Problem description: Nothing other than the lines from the one containing "Trace the outline of every instance of the green lamp" through the close of the entries below should be printed, each exactly.

>> start Records

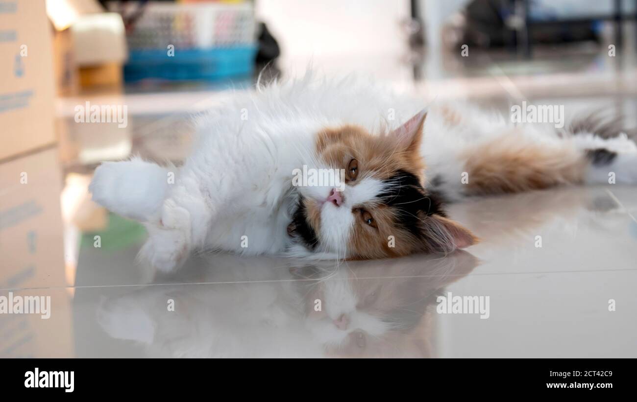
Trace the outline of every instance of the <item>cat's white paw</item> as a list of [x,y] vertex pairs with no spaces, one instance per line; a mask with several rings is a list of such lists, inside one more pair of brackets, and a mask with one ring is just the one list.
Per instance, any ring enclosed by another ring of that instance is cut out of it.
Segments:
[[149,237],[140,256],[164,272],[179,268],[190,253],[190,219],[187,211],[167,200],[160,221],[147,226]]
[[134,158],[103,162],[89,186],[93,200],[122,216],[143,221],[156,215],[168,189],[168,170]]

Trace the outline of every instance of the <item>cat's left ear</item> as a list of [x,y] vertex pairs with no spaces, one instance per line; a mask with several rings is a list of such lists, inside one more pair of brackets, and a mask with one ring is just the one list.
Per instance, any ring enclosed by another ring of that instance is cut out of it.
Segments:
[[422,222],[424,249],[429,252],[451,253],[478,242],[470,230],[455,221],[433,214]]
[[416,113],[404,124],[390,134],[398,140],[398,146],[405,151],[417,151],[422,141],[422,127],[427,117],[427,109]]

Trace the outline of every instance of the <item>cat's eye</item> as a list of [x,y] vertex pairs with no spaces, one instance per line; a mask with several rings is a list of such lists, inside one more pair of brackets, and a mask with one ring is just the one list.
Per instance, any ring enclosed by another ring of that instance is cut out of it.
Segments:
[[367,212],[364,209],[359,209],[361,213],[361,218],[362,219],[362,221],[366,224],[369,225],[373,228],[376,228],[376,221],[374,220],[373,217],[372,217],[371,214]]
[[350,180],[355,180],[357,176],[358,176],[358,161],[352,159],[347,165],[347,177]]

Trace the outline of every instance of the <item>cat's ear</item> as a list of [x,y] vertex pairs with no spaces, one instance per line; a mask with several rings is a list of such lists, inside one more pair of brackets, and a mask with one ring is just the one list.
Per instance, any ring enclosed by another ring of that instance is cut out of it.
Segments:
[[405,151],[417,151],[422,141],[422,127],[427,117],[427,109],[416,113],[404,124],[390,134],[398,141],[398,146]]
[[447,253],[475,244],[479,240],[457,222],[434,214],[423,221],[422,241],[426,251]]

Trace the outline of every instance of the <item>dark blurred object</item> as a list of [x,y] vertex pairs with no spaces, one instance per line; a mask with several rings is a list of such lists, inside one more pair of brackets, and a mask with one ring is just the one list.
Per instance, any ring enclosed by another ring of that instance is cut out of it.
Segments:
[[[456,41],[455,45],[483,48],[515,46],[526,40],[533,44],[600,41],[595,20],[568,22],[568,25],[566,21],[543,21],[541,29],[528,29],[526,27],[529,23],[527,6],[515,1],[473,0],[461,16],[454,17],[447,29],[455,31],[450,34]],[[520,34],[525,28],[527,39],[520,38],[525,34]],[[448,36],[450,32],[447,33]]]
[[257,28],[259,32],[259,52],[257,53],[257,64],[267,64],[273,62],[281,54],[278,42],[268,29],[268,25],[259,22]]
[[263,85],[268,85],[281,76],[281,69],[276,65],[281,49],[278,42],[264,23],[259,22],[257,30],[259,32],[259,53],[255,60],[255,79]]
[[[100,3],[102,3],[102,6],[104,8],[107,8],[107,1],[111,3],[113,3],[113,1],[110,1],[109,0],[100,0]],[[119,13],[122,16],[122,19],[124,20],[124,26],[126,29],[126,32],[131,32],[135,26],[135,22],[144,13],[144,8],[148,3],[148,0],[133,0],[132,1],[129,1],[129,0],[118,0],[118,3],[119,3],[118,6],[116,6],[115,8],[111,6],[111,11]],[[132,10],[125,12],[125,8],[124,4],[125,3],[134,4]]]

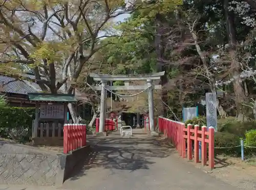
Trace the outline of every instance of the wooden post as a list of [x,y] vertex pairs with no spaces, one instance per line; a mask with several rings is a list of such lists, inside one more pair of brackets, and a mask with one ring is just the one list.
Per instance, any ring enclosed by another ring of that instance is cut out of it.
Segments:
[[184,138],[184,135],[185,135],[185,125],[182,125],[182,131],[181,131],[181,154],[182,158],[185,158],[186,157],[186,139]]
[[198,139],[198,130],[199,125],[195,125],[195,142],[194,142],[194,159],[196,163],[199,162],[199,142]]
[[64,104],[64,124],[68,123],[68,112],[69,112],[69,107],[68,103],[65,103]]
[[192,160],[192,140],[191,140],[190,132],[191,128],[191,124],[189,124],[187,125],[187,157],[189,160]]
[[207,157],[207,144],[205,142],[205,132],[206,131],[206,130],[207,127],[206,126],[203,126],[202,127],[202,142],[201,143],[202,150],[201,162],[204,166],[206,165]]
[[103,132],[105,129],[105,116],[106,113],[106,82],[101,81],[101,94],[100,96],[100,111],[99,116],[99,132]]
[[39,125],[39,104],[38,102],[35,103],[35,122],[34,123],[34,134],[33,134],[33,138],[37,137],[37,129]]
[[65,124],[63,128],[63,153],[67,154],[68,149],[68,125]]
[[148,89],[148,112],[150,117],[150,127],[151,132],[155,131],[155,121],[154,118],[154,97],[153,97],[153,86],[152,79],[146,80],[147,85],[149,87]]
[[214,169],[214,127],[209,127],[209,166]]

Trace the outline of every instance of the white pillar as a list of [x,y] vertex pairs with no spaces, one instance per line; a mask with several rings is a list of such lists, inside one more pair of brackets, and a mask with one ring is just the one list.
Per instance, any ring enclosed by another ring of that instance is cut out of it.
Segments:
[[151,132],[155,131],[155,121],[154,118],[154,97],[153,97],[153,86],[152,79],[146,80],[147,85],[150,87],[148,89],[148,112],[150,117],[150,127]]
[[106,82],[101,81],[101,94],[100,95],[100,111],[99,115],[99,132],[104,131],[105,116],[106,113]]

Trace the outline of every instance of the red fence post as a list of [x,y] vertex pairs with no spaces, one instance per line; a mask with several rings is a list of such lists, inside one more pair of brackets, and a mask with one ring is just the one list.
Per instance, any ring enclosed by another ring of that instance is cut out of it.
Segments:
[[201,150],[202,150],[202,160],[201,162],[203,166],[206,166],[207,162],[207,144],[205,142],[205,132],[207,130],[207,127],[206,126],[203,126],[202,127],[202,142],[201,144]]
[[82,126],[82,146],[86,146],[86,125]]
[[96,120],[96,132],[99,132],[99,118],[97,118]]
[[72,150],[72,144],[71,144],[71,132],[72,130],[71,128],[71,125],[70,124],[68,124],[68,152]]
[[191,128],[191,124],[189,124],[187,125],[187,157],[189,160],[192,159],[192,140],[191,140],[190,132]]
[[72,150],[75,150],[76,149],[76,142],[75,142],[75,126],[74,124],[71,124],[71,127],[72,127]]
[[198,141],[198,130],[199,125],[195,125],[195,141],[194,141],[194,161],[196,163],[199,162],[199,142]]
[[214,128],[209,127],[209,166],[214,169]]
[[181,154],[182,158],[185,158],[186,157],[186,139],[185,138],[185,124],[183,124],[182,126],[182,131],[181,131]]
[[82,127],[83,126],[83,124],[80,124],[79,125],[79,140],[80,140],[80,143],[79,143],[79,147],[82,147],[82,142],[83,141],[83,139],[82,139],[83,138],[83,135],[82,135]]
[[76,123],[75,124],[75,149],[77,149],[78,145],[78,133],[77,133],[77,124]]
[[162,125],[161,123],[161,118],[160,117],[158,117],[158,130],[159,130],[159,132],[161,132],[162,131],[161,131],[161,127],[162,127]]
[[65,124],[63,127],[63,153],[64,154],[68,153],[68,125]]

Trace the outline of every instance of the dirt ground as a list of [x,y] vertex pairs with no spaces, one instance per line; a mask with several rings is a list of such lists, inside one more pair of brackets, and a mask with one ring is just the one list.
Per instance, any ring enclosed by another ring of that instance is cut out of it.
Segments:
[[[173,148],[169,141],[163,137],[158,140],[162,146]],[[179,156],[178,153],[176,156]],[[200,163],[187,161],[201,169],[208,175],[227,183],[243,189],[256,189],[256,158],[242,161],[241,158],[219,155],[215,158],[215,169],[212,171],[207,166],[202,167]]]

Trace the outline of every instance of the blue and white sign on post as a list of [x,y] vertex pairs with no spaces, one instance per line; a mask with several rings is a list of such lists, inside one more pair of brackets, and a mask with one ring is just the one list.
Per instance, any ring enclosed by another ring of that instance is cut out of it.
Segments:
[[207,128],[213,127],[215,132],[217,131],[217,101],[216,93],[207,93],[205,94],[205,102],[206,104],[206,122]]

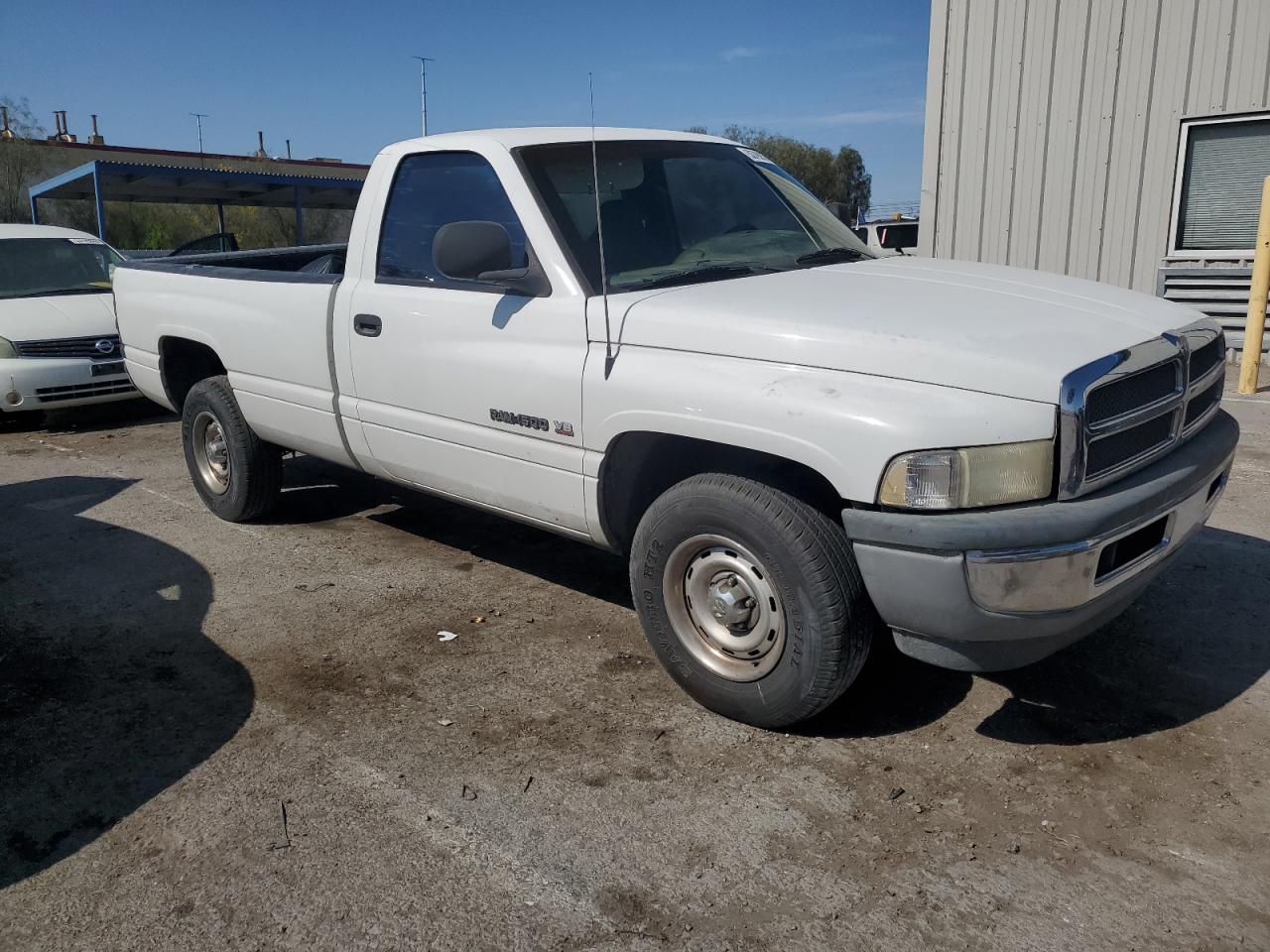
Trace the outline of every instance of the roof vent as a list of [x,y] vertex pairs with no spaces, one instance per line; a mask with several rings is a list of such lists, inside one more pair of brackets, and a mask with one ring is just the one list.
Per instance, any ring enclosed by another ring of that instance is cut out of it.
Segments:
[[66,128],[66,110],[58,109],[53,113],[53,121],[57,123],[57,132],[48,137],[50,142],[77,142],[79,140],[70,133]]

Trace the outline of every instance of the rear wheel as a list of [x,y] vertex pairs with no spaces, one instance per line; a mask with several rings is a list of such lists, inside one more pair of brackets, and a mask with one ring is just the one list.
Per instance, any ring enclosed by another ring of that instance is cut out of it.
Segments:
[[671,677],[711,711],[761,727],[833,703],[878,625],[842,528],[739,476],[693,476],[649,506],[631,590]]
[[226,377],[196,383],[182,407],[180,437],[194,489],[216,515],[248,522],[264,515],[282,489],[282,451],[243,419]]

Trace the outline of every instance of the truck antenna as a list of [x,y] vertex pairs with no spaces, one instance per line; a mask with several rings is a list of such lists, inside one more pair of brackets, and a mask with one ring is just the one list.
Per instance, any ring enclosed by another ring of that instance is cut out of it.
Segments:
[[587,74],[591,95],[591,175],[596,187],[596,240],[599,244],[599,293],[605,300],[605,380],[613,369],[613,335],[608,329],[608,267],[605,261],[605,223],[599,215],[599,157],[596,149],[596,74]]

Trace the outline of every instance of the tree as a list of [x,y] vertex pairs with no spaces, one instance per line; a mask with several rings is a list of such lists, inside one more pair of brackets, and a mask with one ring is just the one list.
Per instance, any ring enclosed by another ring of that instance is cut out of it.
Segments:
[[25,99],[0,96],[9,110],[13,138],[0,140],[0,222],[29,222],[30,199],[27,189],[46,174],[44,150],[33,140],[44,135]]
[[[705,131],[702,126],[688,129]],[[762,152],[822,202],[842,202],[852,221],[867,215],[872,176],[865,170],[864,157],[851,146],[842,146],[834,154],[823,146],[745,126],[729,126],[723,137]]]

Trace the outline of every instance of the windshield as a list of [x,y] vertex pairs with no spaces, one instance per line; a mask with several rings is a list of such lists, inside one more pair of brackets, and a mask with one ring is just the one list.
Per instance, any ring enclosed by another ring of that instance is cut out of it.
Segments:
[[[599,288],[592,143],[521,150],[556,230]],[[610,291],[871,258],[789,173],[721,142],[599,142],[596,147]],[[814,255],[845,249],[842,255]],[[804,260],[799,260],[804,259]]]
[[97,239],[0,241],[0,298],[104,294],[119,253]]

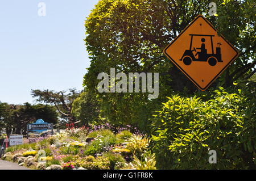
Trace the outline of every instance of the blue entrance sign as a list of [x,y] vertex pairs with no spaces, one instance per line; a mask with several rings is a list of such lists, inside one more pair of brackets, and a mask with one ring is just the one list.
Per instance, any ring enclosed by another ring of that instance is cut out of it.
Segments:
[[53,124],[46,123],[41,119],[37,120],[35,123],[28,124],[27,125],[27,136],[28,136],[29,132],[42,133],[43,132],[47,131],[48,129],[51,129],[52,133],[53,130]]

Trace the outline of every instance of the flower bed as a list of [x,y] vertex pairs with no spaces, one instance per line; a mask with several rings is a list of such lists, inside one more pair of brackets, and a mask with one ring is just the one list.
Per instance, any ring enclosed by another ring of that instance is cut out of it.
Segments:
[[146,169],[146,162],[151,159],[152,164],[148,167],[155,168],[148,140],[137,130],[131,132],[129,128],[106,125],[90,131],[67,129],[34,143],[11,146],[3,159],[40,170],[136,169],[139,165]]

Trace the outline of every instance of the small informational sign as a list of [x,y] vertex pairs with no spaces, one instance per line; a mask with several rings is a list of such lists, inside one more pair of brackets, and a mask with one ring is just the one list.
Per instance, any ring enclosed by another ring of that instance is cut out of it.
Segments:
[[51,123],[44,124],[30,124],[28,125],[28,131],[34,130],[47,130],[52,129],[52,124]]
[[41,119],[38,119],[35,123],[27,125],[27,137],[28,137],[29,132],[42,133],[51,130],[51,133],[53,132],[53,125],[52,123],[48,123]]
[[9,141],[10,146],[22,145],[23,144],[23,136],[22,135],[11,135]]

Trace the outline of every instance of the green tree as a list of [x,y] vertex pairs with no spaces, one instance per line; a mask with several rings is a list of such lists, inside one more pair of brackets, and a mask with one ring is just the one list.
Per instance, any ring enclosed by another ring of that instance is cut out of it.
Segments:
[[81,121],[81,125],[89,123],[99,124],[102,123],[100,111],[95,96],[84,91],[73,102],[71,113],[76,119]]
[[44,104],[24,105],[0,104],[0,131],[5,131],[7,135],[11,133],[25,134],[27,124],[42,119],[48,123],[56,124],[58,113],[56,108]]
[[[218,16],[210,16],[212,1],[101,0],[85,22],[85,44],[91,64],[84,85],[96,95],[102,114],[116,124],[143,128],[154,110],[174,91],[197,89],[163,54],[163,49],[198,14],[203,14],[241,53],[213,86],[232,85],[249,78],[255,58],[255,6],[253,1],[218,1]],[[253,61],[250,61],[250,58]],[[159,98],[147,94],[99,94],[97,75],[117,73],[158,72]]]
[[33,98],[37,98],[38,102],[45,103],[55,106],[61,117],[69,123],[73,123],[76,118],[71,113],[73,101],[79,96],[80,91],[75,89],[65,91],[54,91],[53,90],[32,90]]

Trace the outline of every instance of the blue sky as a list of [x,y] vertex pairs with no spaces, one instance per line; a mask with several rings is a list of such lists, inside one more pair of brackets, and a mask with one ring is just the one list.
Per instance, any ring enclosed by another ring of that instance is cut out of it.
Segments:
[[[39,16],[38,4],[46,5]],[[98,0],[0,1],[0,101],[34,103],[31,89],[82,89],[84,21]]]

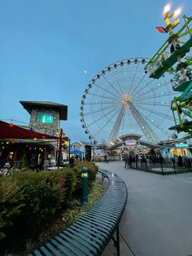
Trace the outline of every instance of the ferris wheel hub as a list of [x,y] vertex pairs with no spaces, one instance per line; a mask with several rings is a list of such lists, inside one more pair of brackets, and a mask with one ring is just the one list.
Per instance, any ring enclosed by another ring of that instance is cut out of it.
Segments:
[[133,97],[129,93],[125,93],[120,96],[120,101],[121,105],[129,107],[129,104],[133,103]]

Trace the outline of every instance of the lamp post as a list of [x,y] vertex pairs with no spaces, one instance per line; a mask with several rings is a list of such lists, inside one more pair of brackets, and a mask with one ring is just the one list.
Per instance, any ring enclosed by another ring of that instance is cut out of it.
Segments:
[[58,154],[58,159],[57,159],[57,168],[58,169],[59,169],[59,166],[60,166],[62,135],[63,135],[63,129],[61,129],[61,130],[60,130],[60,137],[59,137],[59,154]]
[[81,204],[84,205],[88,203],[88,169],[85,166],[81,169]]
[[71,139],[68,139],[68,165],[70,166],[70,151],[71,151],[71,145],[70,145],[70,142],[71,142]]

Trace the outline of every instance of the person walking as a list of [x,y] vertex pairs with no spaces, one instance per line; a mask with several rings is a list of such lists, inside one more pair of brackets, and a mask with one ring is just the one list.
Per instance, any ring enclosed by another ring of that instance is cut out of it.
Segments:
[[124,157],[124,169],[128,169],[129,168],[129,158],[128,157],[128,155],[125,155]]

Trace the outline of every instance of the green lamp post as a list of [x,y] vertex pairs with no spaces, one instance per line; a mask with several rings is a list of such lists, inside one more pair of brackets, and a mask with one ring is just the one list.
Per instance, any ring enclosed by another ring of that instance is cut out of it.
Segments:
[[82,195],[81,204],[86,205],[88,203],[88,169],[84,166],[81,169],[81,183],[82,183]]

>> end Records

Written solution:
Trace the outline of every instance of the green lamp post as a list of [x,y] vertex pairs with no spaces, one instance per line; a mask with several rings is a list of such lists, inside one more pair of brackets, and a mask with one ring is just the one list.
Per instance, any ring enclosed by another ring of that instance is cut out of it.
Segments:
[[82,195],[81,204],[86,205],[88,203],[88,169],[84,166],[81,169],[81,183],[82,183]]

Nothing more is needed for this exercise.